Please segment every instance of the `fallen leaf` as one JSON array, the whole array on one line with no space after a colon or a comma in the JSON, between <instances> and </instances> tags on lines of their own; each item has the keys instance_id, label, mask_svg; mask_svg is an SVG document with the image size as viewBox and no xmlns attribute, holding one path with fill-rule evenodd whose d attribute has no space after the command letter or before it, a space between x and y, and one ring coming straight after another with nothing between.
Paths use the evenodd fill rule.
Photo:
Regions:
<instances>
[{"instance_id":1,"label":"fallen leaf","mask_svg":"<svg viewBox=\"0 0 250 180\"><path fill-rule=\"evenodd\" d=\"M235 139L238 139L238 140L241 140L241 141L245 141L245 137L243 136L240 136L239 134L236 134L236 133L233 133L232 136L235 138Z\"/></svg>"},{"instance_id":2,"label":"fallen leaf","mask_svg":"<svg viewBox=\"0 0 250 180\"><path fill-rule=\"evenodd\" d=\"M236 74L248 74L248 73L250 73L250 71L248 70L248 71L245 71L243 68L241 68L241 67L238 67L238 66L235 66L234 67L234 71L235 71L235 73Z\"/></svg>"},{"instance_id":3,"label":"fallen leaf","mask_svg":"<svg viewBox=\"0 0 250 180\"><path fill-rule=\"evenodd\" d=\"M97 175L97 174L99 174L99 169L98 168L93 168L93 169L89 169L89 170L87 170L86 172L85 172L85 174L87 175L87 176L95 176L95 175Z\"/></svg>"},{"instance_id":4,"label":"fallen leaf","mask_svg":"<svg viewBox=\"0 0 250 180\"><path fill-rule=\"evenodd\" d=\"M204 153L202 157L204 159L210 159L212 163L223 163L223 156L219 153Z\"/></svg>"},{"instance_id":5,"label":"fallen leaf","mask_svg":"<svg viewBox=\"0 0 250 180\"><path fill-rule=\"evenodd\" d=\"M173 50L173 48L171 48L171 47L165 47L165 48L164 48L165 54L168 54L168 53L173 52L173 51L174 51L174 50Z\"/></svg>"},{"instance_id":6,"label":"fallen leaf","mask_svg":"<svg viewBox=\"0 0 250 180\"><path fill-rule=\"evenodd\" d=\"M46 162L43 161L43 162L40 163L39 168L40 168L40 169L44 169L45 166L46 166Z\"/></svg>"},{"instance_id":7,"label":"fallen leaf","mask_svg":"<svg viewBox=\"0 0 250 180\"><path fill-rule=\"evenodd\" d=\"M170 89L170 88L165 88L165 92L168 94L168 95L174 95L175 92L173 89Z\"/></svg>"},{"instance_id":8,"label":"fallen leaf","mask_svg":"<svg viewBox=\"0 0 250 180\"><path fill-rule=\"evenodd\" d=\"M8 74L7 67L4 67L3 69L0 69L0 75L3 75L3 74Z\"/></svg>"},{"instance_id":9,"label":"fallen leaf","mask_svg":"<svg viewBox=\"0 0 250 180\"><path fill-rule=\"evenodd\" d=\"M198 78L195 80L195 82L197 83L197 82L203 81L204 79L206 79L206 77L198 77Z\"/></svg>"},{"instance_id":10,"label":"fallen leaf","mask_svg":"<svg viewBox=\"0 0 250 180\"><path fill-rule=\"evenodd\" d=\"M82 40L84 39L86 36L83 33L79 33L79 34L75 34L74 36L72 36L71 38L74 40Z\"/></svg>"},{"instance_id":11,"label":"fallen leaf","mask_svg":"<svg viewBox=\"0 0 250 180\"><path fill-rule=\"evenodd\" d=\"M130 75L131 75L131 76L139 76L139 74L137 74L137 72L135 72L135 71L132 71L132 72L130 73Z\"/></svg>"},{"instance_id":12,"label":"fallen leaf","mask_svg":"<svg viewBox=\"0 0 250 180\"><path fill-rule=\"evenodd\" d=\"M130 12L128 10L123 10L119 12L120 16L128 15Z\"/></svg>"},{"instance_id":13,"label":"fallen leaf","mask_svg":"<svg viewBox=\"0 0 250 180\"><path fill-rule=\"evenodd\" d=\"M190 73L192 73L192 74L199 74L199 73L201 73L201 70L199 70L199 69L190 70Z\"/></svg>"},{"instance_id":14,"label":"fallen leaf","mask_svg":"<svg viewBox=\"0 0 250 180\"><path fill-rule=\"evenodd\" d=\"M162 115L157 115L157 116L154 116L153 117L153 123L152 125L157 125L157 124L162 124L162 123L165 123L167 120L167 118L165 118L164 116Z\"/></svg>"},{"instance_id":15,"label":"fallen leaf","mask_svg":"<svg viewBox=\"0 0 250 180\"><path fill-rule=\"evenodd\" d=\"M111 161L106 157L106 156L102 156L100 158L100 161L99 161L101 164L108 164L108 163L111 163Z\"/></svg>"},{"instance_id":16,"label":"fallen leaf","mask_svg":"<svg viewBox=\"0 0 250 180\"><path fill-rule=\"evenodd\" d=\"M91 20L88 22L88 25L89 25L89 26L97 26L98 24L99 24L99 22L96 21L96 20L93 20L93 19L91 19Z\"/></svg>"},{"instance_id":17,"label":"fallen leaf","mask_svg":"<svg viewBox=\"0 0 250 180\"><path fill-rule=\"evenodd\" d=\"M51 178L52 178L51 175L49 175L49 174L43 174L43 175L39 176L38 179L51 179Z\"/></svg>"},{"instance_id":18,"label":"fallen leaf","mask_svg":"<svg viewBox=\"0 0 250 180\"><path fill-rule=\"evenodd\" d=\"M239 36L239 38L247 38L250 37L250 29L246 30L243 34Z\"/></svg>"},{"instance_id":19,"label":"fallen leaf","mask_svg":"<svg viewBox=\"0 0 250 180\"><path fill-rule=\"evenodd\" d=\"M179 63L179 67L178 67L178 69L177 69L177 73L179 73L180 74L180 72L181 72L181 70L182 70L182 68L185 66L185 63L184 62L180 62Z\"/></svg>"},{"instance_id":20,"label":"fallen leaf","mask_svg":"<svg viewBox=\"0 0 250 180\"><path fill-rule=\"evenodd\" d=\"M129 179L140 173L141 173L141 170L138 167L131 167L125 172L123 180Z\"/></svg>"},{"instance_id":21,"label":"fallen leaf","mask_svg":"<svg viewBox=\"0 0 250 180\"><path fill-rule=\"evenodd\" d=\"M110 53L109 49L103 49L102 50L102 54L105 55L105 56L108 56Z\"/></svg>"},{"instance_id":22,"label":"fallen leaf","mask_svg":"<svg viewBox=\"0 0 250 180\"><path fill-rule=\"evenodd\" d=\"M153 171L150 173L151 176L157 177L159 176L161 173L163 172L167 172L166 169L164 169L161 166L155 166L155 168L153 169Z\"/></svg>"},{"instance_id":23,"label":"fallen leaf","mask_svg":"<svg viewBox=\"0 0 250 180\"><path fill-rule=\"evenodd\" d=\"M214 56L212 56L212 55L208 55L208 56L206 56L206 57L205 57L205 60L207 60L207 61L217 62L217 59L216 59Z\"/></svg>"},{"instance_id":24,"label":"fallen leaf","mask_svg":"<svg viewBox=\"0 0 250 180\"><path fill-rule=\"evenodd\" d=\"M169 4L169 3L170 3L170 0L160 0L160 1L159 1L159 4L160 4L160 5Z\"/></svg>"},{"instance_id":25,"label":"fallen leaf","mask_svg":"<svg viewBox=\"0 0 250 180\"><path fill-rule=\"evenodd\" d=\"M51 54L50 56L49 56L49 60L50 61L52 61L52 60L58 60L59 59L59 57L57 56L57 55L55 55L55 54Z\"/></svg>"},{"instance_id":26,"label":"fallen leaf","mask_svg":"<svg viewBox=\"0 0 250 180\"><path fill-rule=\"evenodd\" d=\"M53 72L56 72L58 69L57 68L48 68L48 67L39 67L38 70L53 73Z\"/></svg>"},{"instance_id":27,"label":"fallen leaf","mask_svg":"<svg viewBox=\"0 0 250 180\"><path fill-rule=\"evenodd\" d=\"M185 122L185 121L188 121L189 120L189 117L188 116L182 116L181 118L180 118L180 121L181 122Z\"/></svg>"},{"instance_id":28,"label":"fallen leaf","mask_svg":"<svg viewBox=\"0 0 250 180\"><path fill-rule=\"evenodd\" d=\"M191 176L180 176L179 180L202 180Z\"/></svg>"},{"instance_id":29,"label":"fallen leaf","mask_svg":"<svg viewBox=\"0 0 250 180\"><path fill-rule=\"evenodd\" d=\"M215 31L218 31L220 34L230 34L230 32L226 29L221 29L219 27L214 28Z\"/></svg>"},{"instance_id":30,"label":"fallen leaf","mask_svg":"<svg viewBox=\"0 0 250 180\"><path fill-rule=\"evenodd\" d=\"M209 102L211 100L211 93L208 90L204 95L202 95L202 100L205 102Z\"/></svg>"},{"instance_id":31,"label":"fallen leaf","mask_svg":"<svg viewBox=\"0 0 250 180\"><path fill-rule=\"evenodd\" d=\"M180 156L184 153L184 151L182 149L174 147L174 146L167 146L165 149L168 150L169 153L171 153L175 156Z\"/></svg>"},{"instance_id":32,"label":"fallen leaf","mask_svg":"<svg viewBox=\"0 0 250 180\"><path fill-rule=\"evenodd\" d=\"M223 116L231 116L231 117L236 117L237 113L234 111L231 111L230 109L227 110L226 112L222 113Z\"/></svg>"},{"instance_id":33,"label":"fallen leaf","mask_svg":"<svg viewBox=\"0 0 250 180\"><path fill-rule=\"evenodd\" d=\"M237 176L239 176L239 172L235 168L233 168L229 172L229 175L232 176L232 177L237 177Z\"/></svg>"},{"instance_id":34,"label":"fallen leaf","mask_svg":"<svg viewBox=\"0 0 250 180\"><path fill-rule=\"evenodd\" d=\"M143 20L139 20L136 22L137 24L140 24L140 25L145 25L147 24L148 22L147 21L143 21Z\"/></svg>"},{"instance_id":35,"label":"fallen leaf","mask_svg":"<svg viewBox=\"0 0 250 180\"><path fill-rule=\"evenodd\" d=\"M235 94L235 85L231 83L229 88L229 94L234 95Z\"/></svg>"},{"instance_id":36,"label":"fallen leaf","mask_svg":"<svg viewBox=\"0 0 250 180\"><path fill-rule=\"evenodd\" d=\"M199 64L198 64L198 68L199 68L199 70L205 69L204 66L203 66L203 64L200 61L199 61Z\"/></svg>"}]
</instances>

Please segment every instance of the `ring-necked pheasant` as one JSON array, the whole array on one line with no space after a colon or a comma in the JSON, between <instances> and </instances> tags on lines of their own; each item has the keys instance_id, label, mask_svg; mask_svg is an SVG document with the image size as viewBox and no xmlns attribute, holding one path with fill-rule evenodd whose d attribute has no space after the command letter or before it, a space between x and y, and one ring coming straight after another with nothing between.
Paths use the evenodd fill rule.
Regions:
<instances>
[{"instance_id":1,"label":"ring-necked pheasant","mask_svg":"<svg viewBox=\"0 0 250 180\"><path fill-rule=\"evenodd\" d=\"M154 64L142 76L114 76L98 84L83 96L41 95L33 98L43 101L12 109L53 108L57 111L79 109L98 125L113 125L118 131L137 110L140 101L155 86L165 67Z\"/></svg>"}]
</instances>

▶ _What you are asked to do_
Please identify each line in the listing above that contains the string "necked" and copy those lines in full. Case matters when matching.

▶ _Problem solution_
Please segment every instance of the `ring-necked pheasant` as one JSON array, the whole array on one line with no space after a colon or a comma in the JSON, between <instances> and </instances> tags on lines of their own; each item has the keys instance_id, label, mask_svg; mask_svg is an SVG document with the image size as viewBox and no xmlns attribute, holding one path with fill-rule evenodd whose d attribute has no space after the command letter or before it, a space between x and y, and one ring coming straight after another with nothing between.
[{"instance_id":1,"label":"ring-necked pheasant","mask_svg":"<svg viewBox=\"0 0 250 180\"><path fill-rule=\"evenodd\" d=\"M154 64L142 76L114 76L98 84L83 96L41 95L33 98L43 101L12 109L53 108L57 111L79 109L98 125L113 125L118 131L137 110L140 101L155 86L165 67Z\"/></svg>"}]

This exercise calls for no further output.